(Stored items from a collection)
__________________________________________________
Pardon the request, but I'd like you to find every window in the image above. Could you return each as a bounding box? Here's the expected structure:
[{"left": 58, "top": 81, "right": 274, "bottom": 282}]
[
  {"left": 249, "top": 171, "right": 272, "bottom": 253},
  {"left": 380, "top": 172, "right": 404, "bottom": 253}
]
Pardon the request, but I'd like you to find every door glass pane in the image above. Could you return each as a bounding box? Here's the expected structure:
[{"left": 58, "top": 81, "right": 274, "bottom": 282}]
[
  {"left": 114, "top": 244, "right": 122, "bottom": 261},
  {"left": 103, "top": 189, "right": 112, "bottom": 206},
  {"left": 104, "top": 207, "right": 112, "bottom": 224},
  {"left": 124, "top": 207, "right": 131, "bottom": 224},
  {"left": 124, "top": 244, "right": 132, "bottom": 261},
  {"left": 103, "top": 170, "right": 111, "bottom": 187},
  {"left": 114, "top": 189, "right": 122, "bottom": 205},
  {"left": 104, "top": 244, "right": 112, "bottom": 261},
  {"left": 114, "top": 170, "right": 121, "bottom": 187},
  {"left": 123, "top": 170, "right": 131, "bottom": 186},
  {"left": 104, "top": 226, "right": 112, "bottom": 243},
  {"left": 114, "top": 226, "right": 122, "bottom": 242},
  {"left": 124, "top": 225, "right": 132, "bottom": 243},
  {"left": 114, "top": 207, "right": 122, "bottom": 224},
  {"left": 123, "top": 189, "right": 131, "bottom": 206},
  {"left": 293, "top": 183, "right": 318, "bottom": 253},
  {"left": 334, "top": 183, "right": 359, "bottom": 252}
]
__________________________________________________
● Task objective:
Collect the lines of the data that carry the word "find".

● Answer area:
Pardon the request, but I'd like you to find every window in the image above. Could you return each as a bounding box? Here's the expected structure:
Pardon the request, but I'd like you to find every door glass pane in the image above. Could you return each as a bounding box? Here's the expected structure:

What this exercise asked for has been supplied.